**Sezione del documento:**

::::::::::

La Cassa Integrazione torna a salire a Verona

 
 

Dopo le vette epocali raggiunte negli anni del Covid (oltre 51 milioni di ore autorizzate nel 2020 nella nostra provincia, e altre 22 milioni nel 2021, contro le appena 1,7 milioni di ore del 2019) la discesa in picchiata della cassa integrazione sembra essere già finita. 

I dati di consuntivo resi noti dall’Inps già dallo scorso gennaio indicano che nel corso del 2023 si è verifica una nuova impennata della Cig nel nostro territorio nell’ordine del 22,3%: 6,3 milioni di ore autorizzate nel corso di tutto il 2023 contro le 5,1 milioni di ore del 2022. Un destino che accomuna quasi tutte le province venete (Treviso +25,2%, Padova +13,3%, Belluno +30,6%, Vicenza +49,7%, Rovigo +76,8%), e molte regioni del centro Nord dalla vocazione “esportatrice” (Veneto +25,4%, Friuli +25,9%, Toscana +27,5%, Emilia Romagna +26,3%).

::::::::::

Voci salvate
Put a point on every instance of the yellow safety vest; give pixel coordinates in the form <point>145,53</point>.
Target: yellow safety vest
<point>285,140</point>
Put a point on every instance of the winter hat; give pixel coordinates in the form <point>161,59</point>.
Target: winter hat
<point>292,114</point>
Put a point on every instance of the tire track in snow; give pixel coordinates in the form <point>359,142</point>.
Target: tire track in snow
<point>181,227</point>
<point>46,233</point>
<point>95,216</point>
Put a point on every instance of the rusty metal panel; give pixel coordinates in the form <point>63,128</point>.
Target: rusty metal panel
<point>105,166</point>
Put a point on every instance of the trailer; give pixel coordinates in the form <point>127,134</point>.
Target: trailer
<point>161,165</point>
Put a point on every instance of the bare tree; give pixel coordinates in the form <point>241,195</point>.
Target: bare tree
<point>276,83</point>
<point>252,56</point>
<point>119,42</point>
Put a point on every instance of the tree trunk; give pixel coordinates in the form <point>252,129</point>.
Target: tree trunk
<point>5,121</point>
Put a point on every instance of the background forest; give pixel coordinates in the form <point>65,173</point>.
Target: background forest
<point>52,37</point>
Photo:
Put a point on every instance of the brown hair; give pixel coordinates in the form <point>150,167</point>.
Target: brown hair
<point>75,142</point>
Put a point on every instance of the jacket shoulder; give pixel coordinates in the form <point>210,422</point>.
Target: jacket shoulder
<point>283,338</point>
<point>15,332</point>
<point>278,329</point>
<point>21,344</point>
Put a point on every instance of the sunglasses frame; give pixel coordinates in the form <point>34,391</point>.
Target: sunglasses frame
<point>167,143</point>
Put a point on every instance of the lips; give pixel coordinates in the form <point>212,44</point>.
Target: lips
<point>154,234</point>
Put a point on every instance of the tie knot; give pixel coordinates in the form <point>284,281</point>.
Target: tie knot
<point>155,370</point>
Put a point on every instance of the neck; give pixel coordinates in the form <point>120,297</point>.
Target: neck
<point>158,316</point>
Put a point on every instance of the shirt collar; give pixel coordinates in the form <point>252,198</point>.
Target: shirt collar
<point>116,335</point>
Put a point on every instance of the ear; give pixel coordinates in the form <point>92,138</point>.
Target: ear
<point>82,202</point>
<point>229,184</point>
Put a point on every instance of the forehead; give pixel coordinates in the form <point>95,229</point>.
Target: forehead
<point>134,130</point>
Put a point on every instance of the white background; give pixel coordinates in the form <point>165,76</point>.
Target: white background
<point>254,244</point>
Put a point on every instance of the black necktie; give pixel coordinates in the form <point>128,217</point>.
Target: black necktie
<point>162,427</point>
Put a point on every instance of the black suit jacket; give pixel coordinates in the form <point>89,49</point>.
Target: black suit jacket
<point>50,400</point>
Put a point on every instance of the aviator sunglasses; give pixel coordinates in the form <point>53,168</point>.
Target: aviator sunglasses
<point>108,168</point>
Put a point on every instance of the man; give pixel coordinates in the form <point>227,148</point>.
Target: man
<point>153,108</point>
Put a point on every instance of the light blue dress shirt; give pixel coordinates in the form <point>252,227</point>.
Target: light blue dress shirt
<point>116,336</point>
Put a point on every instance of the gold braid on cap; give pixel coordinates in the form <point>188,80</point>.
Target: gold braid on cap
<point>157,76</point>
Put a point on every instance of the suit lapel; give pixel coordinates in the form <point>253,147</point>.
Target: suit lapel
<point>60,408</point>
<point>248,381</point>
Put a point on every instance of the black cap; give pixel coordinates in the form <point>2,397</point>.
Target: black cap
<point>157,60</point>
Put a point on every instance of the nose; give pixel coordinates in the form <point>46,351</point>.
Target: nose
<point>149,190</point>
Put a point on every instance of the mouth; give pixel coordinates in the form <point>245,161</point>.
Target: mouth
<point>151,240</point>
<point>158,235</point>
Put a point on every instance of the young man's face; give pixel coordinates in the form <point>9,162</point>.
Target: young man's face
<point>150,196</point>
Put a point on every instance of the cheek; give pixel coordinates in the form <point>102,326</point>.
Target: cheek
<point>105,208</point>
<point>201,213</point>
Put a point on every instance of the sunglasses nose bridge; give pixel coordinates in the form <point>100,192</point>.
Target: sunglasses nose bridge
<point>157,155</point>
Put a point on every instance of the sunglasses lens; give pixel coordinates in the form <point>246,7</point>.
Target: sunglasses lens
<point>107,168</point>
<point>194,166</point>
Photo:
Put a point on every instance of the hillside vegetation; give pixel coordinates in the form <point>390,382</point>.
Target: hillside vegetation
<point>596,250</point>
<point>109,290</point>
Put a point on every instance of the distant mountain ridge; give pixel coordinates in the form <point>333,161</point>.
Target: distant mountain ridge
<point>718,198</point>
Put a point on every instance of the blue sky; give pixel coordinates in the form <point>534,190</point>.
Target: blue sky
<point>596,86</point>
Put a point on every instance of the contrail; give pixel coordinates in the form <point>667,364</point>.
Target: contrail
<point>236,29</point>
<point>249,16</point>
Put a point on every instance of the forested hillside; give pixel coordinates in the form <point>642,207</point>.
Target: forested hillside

::::::::::

**Attività 1:** Duplica l'articolo sulla cassa integrazione a Verona, tutto da "La Cassa Integrazione torna" fino a "essere già finita.".
**Attività 2:** Elenca le regioni citate nell'articolo sulla cassa integrazione a Verona, ciascuna con la variazione percentuale indicata.
I record non servono a nulla in questo lavoro.

**Risposta 1:**
La Cassa Integrazione torna a salire a Verona

 
 

Dopo le vette epocali raggiunte negli anni del Covid (oltre 51 milioni di ore autorizzate nel 2020 nella nostra provincia, e altre 22 milioni nel 2021, contro le appena 1,7 milioni di ore del 2019) la discesa in picchiata della cassa integrazione sembra essere già finita.

**Risposta 2:**
- Veneto: +25,4%
- Friuli: +25,9%
- Toscana: +27,5%
- Emilia Romagna: +26,3%